EXERCISE DETAILS:
Each record must be reproduced exactly as it is shown.

PROVIDED RECORDS:
⟨
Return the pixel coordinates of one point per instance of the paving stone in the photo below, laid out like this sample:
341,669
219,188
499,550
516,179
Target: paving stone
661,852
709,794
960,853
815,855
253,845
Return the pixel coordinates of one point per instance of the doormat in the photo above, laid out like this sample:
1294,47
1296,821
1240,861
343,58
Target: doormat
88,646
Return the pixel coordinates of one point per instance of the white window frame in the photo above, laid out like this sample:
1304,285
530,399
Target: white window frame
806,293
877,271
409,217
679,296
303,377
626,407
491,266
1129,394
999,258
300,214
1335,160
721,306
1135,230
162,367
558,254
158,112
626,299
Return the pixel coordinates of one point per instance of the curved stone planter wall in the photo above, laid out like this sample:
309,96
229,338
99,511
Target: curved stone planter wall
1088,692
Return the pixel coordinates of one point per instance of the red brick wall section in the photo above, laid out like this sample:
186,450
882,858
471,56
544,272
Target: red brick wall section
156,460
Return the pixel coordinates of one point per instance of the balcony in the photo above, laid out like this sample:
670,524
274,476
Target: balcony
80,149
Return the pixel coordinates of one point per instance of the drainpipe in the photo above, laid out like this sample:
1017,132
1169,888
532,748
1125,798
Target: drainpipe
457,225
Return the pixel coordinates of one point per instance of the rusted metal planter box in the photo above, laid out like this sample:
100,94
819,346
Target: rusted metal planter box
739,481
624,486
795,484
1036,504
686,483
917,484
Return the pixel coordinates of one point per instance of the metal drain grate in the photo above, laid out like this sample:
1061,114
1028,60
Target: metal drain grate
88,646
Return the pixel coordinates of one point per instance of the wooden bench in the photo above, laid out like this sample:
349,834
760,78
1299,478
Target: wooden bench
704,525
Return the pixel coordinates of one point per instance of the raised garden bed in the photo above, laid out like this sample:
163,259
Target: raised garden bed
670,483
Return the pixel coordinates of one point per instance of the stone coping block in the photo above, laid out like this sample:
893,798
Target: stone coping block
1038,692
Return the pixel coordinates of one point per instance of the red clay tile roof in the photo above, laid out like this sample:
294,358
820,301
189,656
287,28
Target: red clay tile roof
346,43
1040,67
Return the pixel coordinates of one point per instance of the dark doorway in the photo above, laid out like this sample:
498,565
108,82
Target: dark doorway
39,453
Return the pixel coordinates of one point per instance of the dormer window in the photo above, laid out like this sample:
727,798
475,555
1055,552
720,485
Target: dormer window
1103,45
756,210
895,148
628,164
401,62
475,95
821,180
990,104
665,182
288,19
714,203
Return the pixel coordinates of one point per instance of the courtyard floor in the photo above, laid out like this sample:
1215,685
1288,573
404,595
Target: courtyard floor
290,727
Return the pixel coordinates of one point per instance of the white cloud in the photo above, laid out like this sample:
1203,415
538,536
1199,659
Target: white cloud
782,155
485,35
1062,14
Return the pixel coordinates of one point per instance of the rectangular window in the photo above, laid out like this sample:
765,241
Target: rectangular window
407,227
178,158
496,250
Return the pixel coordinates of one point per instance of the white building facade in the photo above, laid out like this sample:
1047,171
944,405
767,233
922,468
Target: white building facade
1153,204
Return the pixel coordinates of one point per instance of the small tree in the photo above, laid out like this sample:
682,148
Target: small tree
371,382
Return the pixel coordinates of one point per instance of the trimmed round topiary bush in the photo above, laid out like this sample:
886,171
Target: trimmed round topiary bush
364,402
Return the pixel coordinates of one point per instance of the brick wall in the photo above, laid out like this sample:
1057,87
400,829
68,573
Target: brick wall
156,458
⟩
SOLVED PROBLEM:
Return the pixel coordinates of one point per instance of the paving stone in the photo below, laid out like this sample:
341,669
219,188
499,550
516,179
Target: paving stone
661,852
709,794
960,853
815,855
253,845
Return the pixel coordinates of one point per instance of the doormat in the photo above, laid out like this sample:
1294,47
1296,821
1240,861
343,58
Target: doormat
88,646
Return the pixel coordinates of one point per instance of the white window frame in the photo above, laid out like this sample:
1304,285
530,399
Target: white window frame
806,293
877,271
409,217
679,296
303,377
626,407
491,266
1129,394
999,258
300,214
1335,160
721,306
1135,230
162,367
558,254
158,112
626,299
Return the pixel coordinates of one point per instance of the curved stone planter wall in the photo above, laid out like this sample:
309,96
229,338
99,511
Target: curved stone planter wall
1088,692
Return the pixel coordinates of one point per instance of the red brick wall section in the photo above, laid out like this sample:
186,450
882,858
471,56
544,272
Target: red brick wall section
156,460
Return the pixel coordinates of one point per instance of the balcony in the photo above, laid out like this sample:
670,524
274,476
Target: balcony
80,149
Return the pixel coordinates of one point per instance of the drainpipe in the photo above, laid out like this sample:
1017,132
1169,888
532,748
1125,798
Target: drainpipe
457,225
Return the pixel coordinates of one point per instance of the rusted metal planter box in the photo above, laid out like this sample:
100,94
819,346
Target: rusted metal planter box
739,481
624,486
795,484
1036,504
686,483
917,484
Return the pixel coordinates of one point per instance of the metal drain grate in the photo above, laid out like this sample:
1061,114
1028,60
Target: metal drain grate
88,646
Return the pixel coordinates of one point per instance of the wooden bench in the photo above, laid out like this sample:
349,834
760,78
1299,478
Target: wooden bench
704,525
Return the pixel coordinates of one point per instance of the raised garden bed in the photo above, laid out like this sample:
163,259
Target: raised garden bed
670,483
Return the pixel coordinates of one point per instance of the stone coping block in the photo above, laid out like this sample:
893,798
Target: stone coping block
1038,692
Return the pixel coordinates of one point per instance of the red clay tile roof in the photo above, laid out like this sample:
294,358
820,301
189,656
287,28
Target: red clay tile roof
346,43
1040,67
Return the pixel coordinates of one point per instance of the dark doorway in the photo above, laid out like this sample:
498,565
108,82
Target: dark doorway
39,453
Return the pixel coordinates of one point per instance of the dormer window in the photo above, laid out like this sample:
727,798
475,555
1055,552
720,485
Target: dormer window
1103,45
756,210
895,148
628,164
401,62
475,95
821,180
990,104
665,182
288,19
714,203
Return the pixel coordinates of one point per instance of the courtyard floor in the photo above, laid out like this sample:
1215,685
1288,573
404,595
Target: courtyard floor
290,727
Return the pixel coordinates of one point per instance of the white cloud in the photo above, laid out like this sample:
1203,415
538,536
1199,659
Target: white cloud
782,155
485,35
1062,14
Return the pixel coordinates of one point per instance of the rectangular window in the photo above, laid out like this sample:
765,241
Target: rectangular window
407,227
178,158
496,250
Return the pixel coordinates of one point per instance of the white building facade in the photo above, laid out like this sample:
1047,171
944,405
767,233
922,468
Target: white building facade
1153,204
Return the pixel coordinates of one point per instance of the small tree in the photo above, laid out like this sample:
682,148
Target: small tree
371,382
Return the pixel coordinates of one point per instance of the trimmed round topiary bush in the photo above, laid out like this sample:
886,171
Target: trimmed round topiary bush
364,402
Return the pixel coordinates of one point per instance of the brick wall in the photo above, laid out like this sample:
1057,87
400,829
68,573
Target: brick wall
156,458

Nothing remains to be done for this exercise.